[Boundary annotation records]
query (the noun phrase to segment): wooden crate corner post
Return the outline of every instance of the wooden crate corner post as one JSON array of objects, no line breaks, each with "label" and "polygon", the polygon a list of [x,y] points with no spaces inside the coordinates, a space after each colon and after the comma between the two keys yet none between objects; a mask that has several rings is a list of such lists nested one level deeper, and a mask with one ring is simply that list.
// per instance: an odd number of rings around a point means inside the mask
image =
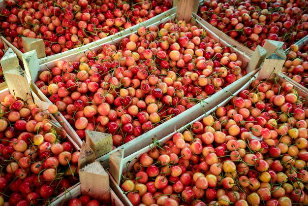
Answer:
[{"label": "wooden crate corner post", "polygon": [[120,185],[123,172],[123,159],[124,150],[123,149],[120,149],[112,154],[110,154],[109,156],[109,172],[112,175],[118,185]]},{"label": "wooden crate corner post", "polygon": [[188,22],[191,19],[192,12],[198,11],[199,0],[178,0],[177,1],[176,15],[178,20],[185,20]]},{"label": "wooden crate corner post", "polygon": [[82,141],[80,155],[78,158],[78,168],[82,169],[95,161],[95,153],[85,141]]},{"label": "wooden crate corner post", "polygon": [[[263,49],[267,51],[267,54],[266,54],[265,58],[268,58],[272,54],[276,53],[277,55],[279,56],[282,58],[284,58],[285,56],[284,52],[281,53],[279,50],[282,50],[282,46],[283,45],[283,42],[278,41],[274,41],[274,40],[267,40],[264,43]],[[283,51],[283,50],[282,50]]]},{"label": "wooden crate corner post", "polygon": [[[282,48],[278,50],[278,54],[281,54],[281,50]],[[278,74],[282,69],[286,58],[285,55],[284,57],[282,57],[277,53],[274,53],[269,56],[264,60],[258,79],[261,80],[269,79],[273,78],[275,75]]]},{"label": "wooden crate corner post", "polygon": [[109,175],[103,166],[97,161],[79,170],[81,193],[101,201],[106,205],[110,203]]},{"label": "wooden crate corner post", "polygon": [[38,59],[46,57],[45,45],[44,44],[43,39],[27,37],[22,37],[22,39],[25,52],[36,50]]},{"label": "wooden crate corner post", "polygon": [[112,135],[86,130],[86,142],[98,158],[112,150]]},{"label": "wooden crate corner post", "polygon": [[20,66],[4,71],[3,75],[11,94],[28,103],[33,103],[28,80]]},{"label": "wooden crate corner post", "polygon": [[36,50],[26,52],[22,55],[22,59],[26,73],[32,81],[37,79],[39,64]]},{"label": "wooden crate corner post", "polygon": [[9,48],[6,51],[0,62],[3,72],[19,66],[17,55],[11,48]]}]

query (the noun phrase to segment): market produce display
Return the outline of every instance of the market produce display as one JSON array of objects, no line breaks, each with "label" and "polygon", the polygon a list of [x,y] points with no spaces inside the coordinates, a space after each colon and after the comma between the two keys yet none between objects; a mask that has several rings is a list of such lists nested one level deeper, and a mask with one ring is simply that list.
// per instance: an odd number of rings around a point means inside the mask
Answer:
[{"label": "market produce display", "polygon": [[206,0],[198,14],[253,50],[267,39],[285,42],[285,50],[307,35],[308,6],[305,0]]},{"label": "market produce display", "polygon": [[165,143],[134,154],[121,184],[132,205],[308,204],[306,98],[277,80],[253,81]]},{"label": "market produce display", "polygon": [[44,40],[46,56],[79,47],[146,21],[171,8],[168,0],[8,0],[1,34],[24,52],[21,37]]},{"label": "market produce display", "polygon": [[140,26],[101,47],[78,61],[57,61],[35,84],[82,139],[85,129],[106,132],[115,147],[246,74],[232,47],[183,21]]},{"label": "market produce display", "polygon": [[0,0],[0,206],[308,206],[308,8]]},{"label": "market produce display", "polygon": [[42,111],[7,95],[0,109],[0,205],[48,205],[78,181],[80,152]]},{"label": "market produce display", "polygon": [[[0,41],[0,60],[3,57],[4,55],[4,44],[3,42]],[[1,65],[0,65],[0,83],[2,83],[4,81],[3,79],[3,74],[2,71],[2,68]]]},{"label": "market produce display", "polygon": [[308,47],[304,44],[302,49],[297,45],[290,46],[286,51],[287,60],[281,72],[295,82],[308,88]]}]

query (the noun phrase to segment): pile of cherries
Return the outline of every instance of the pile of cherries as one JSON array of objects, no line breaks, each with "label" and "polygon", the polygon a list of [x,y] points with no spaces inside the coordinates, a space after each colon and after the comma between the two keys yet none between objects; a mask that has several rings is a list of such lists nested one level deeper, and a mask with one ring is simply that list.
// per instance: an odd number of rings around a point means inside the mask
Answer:
[{"label": "pile of cherries", "polygon": [[252,50],[267,39],[285,50],[307,35],[306,0],[206,0],[198,15]]},{"label": "pile of cherries", "polygon": [[118,146],[245,75],[241,58],[204,29],[168,21],[59,60],[35,84],[81,139],[86,129],[106,132]]},{"label": "pile of cherries", "polygon": [[172,7],[169,0],[6,0],[0,29],[24,52],[22,37],[41,38],[47,56],[129,28]]},{"label": "pile of cherries", "polygon": [[287,59],[281,72],[296,82],[308,88],[308,46],[306,43],[290,46],[286,52]]},{"label": "pile of cherries", "polygon": [[78,182],[80,152],[41,110],[11,94],[0,107],[0,205],[50,204]]},{"label": "pile of cherries", "polygon": [[277,80],[253,81],[164,144],[154,140],[123,174],[132,205],[307,205],[307,97]]},{"label": "pile of cherries", "polygon": [[[0,41],[0,60],[4,56],[4,43]],[[0,64],[0,83],[2,83],[4,81],[3,79],[3,74],[2,70],[2,68]]]}]

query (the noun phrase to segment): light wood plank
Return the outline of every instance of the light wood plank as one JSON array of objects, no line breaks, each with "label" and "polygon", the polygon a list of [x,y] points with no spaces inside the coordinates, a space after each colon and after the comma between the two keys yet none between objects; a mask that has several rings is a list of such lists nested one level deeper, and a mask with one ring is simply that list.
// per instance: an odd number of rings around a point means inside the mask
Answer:
[{"label": "light wood plank", "polygon": [[43,39],[28,37],[22,37],[22,39],[25,52],[36,50],[37,58],[40,59],[46,57],[45,44]]},{"label": "light wood plank", "polygon": [[81,190],[95,199],[110,203],[109,175],[98,162],[94,162],[79,170]]},{"label": "light wood plank", "polygon": [[112,150],[112,135],[100,132],[86,130],[86,142],[99,157]]},{"label": "light wood plank", "polygon": [[27,75],[31,80],[38,78],[37,70],[39,69],[39,64],[36,51],[32,50],[22,55],[24,68]]},{"label": "light wood plank", "polygon": [[283,58],[276,53],[273,53],[264,61],[261,68],[258,79],[264,80],[274,78],[275,75],[280,73],[285,62]]},{"label": "light wood plank", "polygon": [[0,60],[1,67],[3,71],[5,71],[11,69],[15,68],[19,66],[19,60],[17,58],[17,55],[9,48],[4,53],[4,55]]},{"label": "light wood plank", "polygon": [[179,0],[178,2],[178,8],[177,9],[177,15],[178,20],[185,20],[188,22],[191,19],[192,10],[194,8],[194,3],[196,0]]},{"label": "light wood plank", "polygon": [[257,46],[255,50],[252,53],[251,60],[249,63],[248,68],[247,69],[247,72],[251,72],[259,68],[265,59],[267,54],[267,51],[266,50],[260,45]]},{"label": "light wood plank", "polygon": [[28,103],[33,103],[28,80],[20,66],[3,72],[3,75],[11,94]]}]

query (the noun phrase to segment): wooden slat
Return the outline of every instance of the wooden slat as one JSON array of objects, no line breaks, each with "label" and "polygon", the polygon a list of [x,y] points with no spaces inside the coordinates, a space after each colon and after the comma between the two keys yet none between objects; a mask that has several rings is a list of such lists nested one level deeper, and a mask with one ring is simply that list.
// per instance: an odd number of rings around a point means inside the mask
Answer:
[{"label": "wooden slat", "polygon": [[278,77],[279,77],[279,82],[280,84],[285,81],[290,82],[293,85],[299,95],[301,95],[305,98],[308,97],[308,89],[281,72],[279,74]]},{"label": "wooden slat", "polygon": [[110,154],[109,157],[109,172],[114,177],[116,182],[119,184],[123,171],[123,159],[124,150],[119,149]]},{"label": "wooden slat", "polygon": [[283,44],[284,42],[273,40],[268,40],[265,41],[262,47],[263,49],[267,51],[267,54],[266,55],[265,58],[268,57],[274,53],[276,53],[277,55],[282,58],[284,58],[285,54],[284,53],[283,51],[282,50],[282,53],[281,52]]},{"label": "wooden slat", "polygon": [[264,61],[267,51],[260,45],[257,45],[252,54],[247,72],[249,73],[259,68]]},{"label": "wooden slat", "polygon": [[0,60],[0,62],[3,71],[7,71],[19,66],[19,61],[17,58],[17,55],[11,48],[9,48],[4,53],[4,56]]},{"label": "wooden slat", "polygon": [[213,27],[210,23],[207,22],[204,19],[203,19],[195,13],[193,13],[193,16],[196,20],[201,22],[201,23],[206,28],[208,28],[208,29],[211,30],[213,33],[219,36],[221,39],[227,42],[229,44],[232,45],[235,47],[236,47],[239,51],[244,52],[245,55],[247,55],[249,58],[251,57],[253,51],[229,36],[228,35],[223,33],[216,28]]},{"label": "wooden slat", "polygon": [[26,73],[30,80],[37,79],[39,64],[36,50],[32,50],[22,54],[22,59]]},{"label": "wooden slat", "polygon": [[86,130],[86,142],[97,158],[112,150],[112,135]]},{"label": "wooden slat", "polygon": [[273,53],[265,59],[260,70],[258,79],[264,80],[273,78],[275,75],[280,73],[285,62],[283,58],[276,53]]},{"label": "wooden slat", "polygon": [[103,203],[110,202],[109,175],[98,162],[79,170],[81,193]]},{"label": "wooden slat", "polygon": [[36,51],[38,59],[46,57],[45,44],[42,39],[22,37],[22,39],[25,52],[34,50]]},{"label": "wooden slat", "polygon": [[14,52],[17,55],[17,58],[19,59],[20,62],[21,62],[21,55],[23,54],[23,53],[21,51],[20,51],[19,49],[17,49],[16,47],[14,46],[13,44],[11,43],[11,42],[10,42],[9,41],[7,40],[7,39],[5,38],[4,36],[1,35],[0,36],[0,37],[6,44],[7,44],[7,45],[10,48],[11,48],[13,50],[13,51],[14,51]]}]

## Exercise prompt
Pull out every line of the listing that contains the string "pile", matching case exactly.

## The reply
query (the noun phrase to segment): pile of cherries
Return the outline of every instance of the pile of cherries as one JSON array of objects, no line breaks, each with "label" and "polygon", the polygon a list of [x,y] points with no spaces inside the coordinates, a space after each colon and after the comma between the two keys yet none between objects; a mask that has several rings is a list of such lists nested one level deeper, and a mask with one ring is simply that list.
[{"label": "pile of cherries", "polygon": [[252,50],[267,39],[285,50],[307,35],[306,0],[206,0],[198,15]]},{"label": "pile of cherries", "polygon": [[118,146],[245,75],[241,58],[204,29],[168,21],[59,60],[35,84],[81,139],[86,129],[106,132]]},{"label": "pile of cherries", "polygon": [[172,7],[169,0],[6,0],[0,29],[24,52],[22,37],[41,38],[47,56],[129,28]]},{"label": "pile of cherries", "polygon": [[287,59],[281,72],[296,82],[308,88],[308,46],[306,43],[290,46],[286,52]]},{"label": "pile of cherries", "polygon": [[78,182],[80,152],[41,110],[11,94],[0,107],[0,205],[50,204]]},{"label": "pile of cherries", "polygon": [[277,80],[253,81],[164,144],[154,140],[123,174],[132,205],[307,205],[307,97]]},{"label": "pile of cherries", "polygon": [[[0,41],[0,60],[4,56],[4,43]],[[0,64],[0,83],[2,83],[4,81],[3,79],[3,74],[2,70],[2,68]]]}]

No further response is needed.